• **EXCERTO DO TEXTO**:

* * * *

O evangelho do próximo Domingo, o
quinto da Quaresma, narra-nos o episódio da mulher adúltera. Jesus está em
Jerusalém e anuncia, sem rodeios, o Reino de Deus. O confronto com a
mentalidade judaica é evidente e as tensões vão crescendo de dia para dia. Os
critérios de Jesus chocam com as tradições religiosas, mas Jesus não abdica de
anunciar o evangelho da misericórdia.
Jesus passara o dia no templo.
Muitos diziam que Ele era o Profeta esperado; outros queriam dar-lhe a morte. À
noite, Jesus retirou-se inquieto para o Monte das Oliveiras, mas ainda de
madrugada, voltou para o templo. Logo pela manhã, começou a ensinar.
Trouxeram-lhe uma mulher surpreendida em adultério que devia ser apedrejada,
segundo a Lei. Para o experimentar, perguntaram-lhe a sua opinião. Jesus toma
uma atitude inesperada. Começou a escrever com o dedo no chão e, como instavam
com Ele, disse: “Quem de entre vós estiver sem pecado, atire a primeira pedra”.
Continuou a escrever e foram-se retirando um a um, ficando só Jesus e a mulher.
Este texto mete em confronto o
rigor da Lei de Moisés com a Misericórdia que Jesus anuncia e faz acontecer. Para
Jesus, mais importante do que o cumprimento cego dos preceitos, eram as pessoas
a sua paixão. Jesus olha a história de cada um e, mais do que ficar preso ao
passado, usa de perdão no presente para que o pecador reencontre o seu caminho
libertador.

* * * *

• **TAREFA**: No texto sobre o episódio da mulher adúltera, explique em uma a três frases com que finalidade Jesus usa de perdão no presente, em vez de ficar preso ao passado.

* * * *

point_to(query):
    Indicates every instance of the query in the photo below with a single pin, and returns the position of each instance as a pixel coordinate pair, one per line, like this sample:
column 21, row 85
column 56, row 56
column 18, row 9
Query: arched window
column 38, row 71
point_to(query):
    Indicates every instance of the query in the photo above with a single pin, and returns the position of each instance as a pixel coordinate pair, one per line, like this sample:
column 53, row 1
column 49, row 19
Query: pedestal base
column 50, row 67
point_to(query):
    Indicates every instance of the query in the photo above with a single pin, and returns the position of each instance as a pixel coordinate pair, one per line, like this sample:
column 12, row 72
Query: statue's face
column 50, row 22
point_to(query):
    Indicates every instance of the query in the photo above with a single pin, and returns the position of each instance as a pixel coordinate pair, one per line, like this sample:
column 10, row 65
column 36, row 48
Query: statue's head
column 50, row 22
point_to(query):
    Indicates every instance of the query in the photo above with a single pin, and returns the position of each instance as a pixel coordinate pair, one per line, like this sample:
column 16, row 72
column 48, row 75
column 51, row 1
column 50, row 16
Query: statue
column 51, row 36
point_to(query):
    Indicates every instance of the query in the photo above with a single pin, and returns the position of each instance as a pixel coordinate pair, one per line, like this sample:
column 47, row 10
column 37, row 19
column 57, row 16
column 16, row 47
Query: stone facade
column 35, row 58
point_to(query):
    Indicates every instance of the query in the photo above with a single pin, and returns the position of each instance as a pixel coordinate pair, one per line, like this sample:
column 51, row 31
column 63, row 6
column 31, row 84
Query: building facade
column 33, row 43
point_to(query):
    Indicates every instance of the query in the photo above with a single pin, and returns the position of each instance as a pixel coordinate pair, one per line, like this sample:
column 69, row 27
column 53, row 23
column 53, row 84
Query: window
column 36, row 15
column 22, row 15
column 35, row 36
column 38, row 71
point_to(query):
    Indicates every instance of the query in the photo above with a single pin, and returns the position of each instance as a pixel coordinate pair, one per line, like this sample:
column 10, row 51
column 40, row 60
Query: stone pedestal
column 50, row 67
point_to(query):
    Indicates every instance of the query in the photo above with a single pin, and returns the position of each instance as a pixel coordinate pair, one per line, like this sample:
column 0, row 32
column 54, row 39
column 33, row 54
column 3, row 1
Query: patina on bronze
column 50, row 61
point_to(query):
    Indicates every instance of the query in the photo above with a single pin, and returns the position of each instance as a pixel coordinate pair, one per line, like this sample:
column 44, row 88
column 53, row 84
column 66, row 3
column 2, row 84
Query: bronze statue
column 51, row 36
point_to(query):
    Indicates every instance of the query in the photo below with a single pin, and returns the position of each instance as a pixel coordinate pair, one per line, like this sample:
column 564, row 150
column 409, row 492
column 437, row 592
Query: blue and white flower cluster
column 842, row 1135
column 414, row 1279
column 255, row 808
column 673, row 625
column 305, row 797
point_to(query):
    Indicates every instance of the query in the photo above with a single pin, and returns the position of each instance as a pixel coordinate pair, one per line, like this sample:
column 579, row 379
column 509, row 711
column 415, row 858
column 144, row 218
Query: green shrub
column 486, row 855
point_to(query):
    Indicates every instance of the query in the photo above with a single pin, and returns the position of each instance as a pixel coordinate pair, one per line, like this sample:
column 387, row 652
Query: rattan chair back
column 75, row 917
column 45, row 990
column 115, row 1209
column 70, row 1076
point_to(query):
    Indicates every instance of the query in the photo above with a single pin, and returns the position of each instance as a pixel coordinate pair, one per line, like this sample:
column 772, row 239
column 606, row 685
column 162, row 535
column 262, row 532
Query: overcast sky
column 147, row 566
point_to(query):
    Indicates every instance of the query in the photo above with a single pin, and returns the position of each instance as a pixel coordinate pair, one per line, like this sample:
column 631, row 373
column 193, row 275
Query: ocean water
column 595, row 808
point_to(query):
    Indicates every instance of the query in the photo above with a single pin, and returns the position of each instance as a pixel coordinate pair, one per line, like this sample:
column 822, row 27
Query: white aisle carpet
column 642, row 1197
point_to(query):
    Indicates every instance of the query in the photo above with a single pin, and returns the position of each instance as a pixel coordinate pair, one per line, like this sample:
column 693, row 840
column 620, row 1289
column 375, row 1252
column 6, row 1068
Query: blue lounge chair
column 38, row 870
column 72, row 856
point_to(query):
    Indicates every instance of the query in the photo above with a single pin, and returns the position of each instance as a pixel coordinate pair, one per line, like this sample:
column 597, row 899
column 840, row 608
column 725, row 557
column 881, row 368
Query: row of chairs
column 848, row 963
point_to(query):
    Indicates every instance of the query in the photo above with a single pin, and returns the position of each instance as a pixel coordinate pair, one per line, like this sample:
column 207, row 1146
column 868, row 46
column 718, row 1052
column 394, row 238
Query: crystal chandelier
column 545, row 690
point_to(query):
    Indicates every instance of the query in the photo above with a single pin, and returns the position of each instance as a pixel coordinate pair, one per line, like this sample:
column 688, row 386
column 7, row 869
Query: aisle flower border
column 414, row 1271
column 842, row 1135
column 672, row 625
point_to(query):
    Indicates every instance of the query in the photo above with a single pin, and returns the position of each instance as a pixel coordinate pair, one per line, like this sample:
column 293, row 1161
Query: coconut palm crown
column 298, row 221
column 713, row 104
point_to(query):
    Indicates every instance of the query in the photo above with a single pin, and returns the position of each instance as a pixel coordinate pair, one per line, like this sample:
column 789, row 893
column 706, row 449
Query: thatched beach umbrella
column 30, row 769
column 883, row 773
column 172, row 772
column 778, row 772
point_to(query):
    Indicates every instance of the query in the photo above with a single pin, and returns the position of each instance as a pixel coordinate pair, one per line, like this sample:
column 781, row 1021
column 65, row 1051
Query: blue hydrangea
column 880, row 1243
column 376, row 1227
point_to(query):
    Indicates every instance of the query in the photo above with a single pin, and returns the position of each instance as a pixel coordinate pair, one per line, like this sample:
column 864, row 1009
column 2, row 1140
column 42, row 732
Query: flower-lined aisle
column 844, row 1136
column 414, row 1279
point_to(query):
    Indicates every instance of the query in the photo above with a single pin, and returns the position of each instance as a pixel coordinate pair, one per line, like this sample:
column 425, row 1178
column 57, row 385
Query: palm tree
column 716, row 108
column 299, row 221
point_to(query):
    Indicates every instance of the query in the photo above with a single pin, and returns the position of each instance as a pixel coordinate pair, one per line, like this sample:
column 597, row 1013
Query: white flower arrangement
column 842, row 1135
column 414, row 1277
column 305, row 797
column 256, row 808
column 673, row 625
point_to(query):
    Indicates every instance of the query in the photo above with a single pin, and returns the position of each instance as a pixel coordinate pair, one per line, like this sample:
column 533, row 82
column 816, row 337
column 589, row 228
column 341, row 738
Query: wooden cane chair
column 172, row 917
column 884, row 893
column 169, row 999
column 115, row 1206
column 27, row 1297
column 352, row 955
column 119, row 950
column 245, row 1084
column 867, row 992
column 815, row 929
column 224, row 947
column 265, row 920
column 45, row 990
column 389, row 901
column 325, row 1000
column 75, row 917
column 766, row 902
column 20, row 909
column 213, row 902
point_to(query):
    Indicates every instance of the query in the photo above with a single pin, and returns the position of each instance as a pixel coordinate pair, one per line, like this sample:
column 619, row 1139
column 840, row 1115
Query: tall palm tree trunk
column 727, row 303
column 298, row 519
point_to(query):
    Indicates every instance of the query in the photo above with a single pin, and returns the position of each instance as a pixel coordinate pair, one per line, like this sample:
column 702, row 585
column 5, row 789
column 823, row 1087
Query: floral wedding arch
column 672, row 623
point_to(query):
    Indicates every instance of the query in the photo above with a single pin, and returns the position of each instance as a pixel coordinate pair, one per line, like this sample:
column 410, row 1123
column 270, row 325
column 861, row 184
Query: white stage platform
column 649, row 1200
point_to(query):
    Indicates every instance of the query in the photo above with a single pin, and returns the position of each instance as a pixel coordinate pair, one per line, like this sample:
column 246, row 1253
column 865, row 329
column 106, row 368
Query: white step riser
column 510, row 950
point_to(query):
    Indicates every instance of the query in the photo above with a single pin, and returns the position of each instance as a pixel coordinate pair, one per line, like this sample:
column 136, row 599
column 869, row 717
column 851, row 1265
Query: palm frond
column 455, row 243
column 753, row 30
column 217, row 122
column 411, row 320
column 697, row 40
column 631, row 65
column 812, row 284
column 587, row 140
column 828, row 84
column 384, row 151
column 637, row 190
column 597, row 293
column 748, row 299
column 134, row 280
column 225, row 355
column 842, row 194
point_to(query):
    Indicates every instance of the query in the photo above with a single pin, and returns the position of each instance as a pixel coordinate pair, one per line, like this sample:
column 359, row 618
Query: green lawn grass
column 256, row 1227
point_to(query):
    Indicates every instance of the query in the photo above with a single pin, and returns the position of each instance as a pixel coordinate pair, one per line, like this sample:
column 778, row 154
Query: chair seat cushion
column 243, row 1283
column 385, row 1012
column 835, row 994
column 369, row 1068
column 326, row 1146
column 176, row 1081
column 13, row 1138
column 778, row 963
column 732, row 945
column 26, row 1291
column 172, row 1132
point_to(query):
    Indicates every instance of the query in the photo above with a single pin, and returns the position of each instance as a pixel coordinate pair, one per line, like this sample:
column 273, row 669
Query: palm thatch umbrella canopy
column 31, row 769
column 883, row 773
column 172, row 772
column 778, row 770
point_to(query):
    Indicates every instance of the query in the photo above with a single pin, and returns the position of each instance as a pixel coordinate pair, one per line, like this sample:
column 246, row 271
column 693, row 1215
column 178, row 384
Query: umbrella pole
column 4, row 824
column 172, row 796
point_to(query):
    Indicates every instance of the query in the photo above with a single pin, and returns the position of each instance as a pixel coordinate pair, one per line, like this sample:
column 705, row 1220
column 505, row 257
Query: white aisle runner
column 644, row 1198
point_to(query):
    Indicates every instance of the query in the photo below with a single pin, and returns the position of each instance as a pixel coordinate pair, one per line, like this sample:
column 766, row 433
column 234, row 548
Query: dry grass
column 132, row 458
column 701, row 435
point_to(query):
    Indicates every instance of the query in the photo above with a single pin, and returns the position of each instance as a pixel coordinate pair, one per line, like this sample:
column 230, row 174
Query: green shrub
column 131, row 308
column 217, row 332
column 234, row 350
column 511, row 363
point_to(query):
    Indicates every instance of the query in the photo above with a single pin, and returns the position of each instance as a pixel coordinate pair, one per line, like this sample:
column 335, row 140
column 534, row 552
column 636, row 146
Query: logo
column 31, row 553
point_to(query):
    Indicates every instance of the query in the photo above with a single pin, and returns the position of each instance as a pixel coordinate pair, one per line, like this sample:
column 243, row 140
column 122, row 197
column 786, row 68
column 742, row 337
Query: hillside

* * * *

• **RESPOSTA COMPLETA**: Jesus usa de perdão no presente para que o pecador reencontre o seu caminho libertador. Para Ele, as pessoas importavam mais do que o cumprimento cego dos preceitos.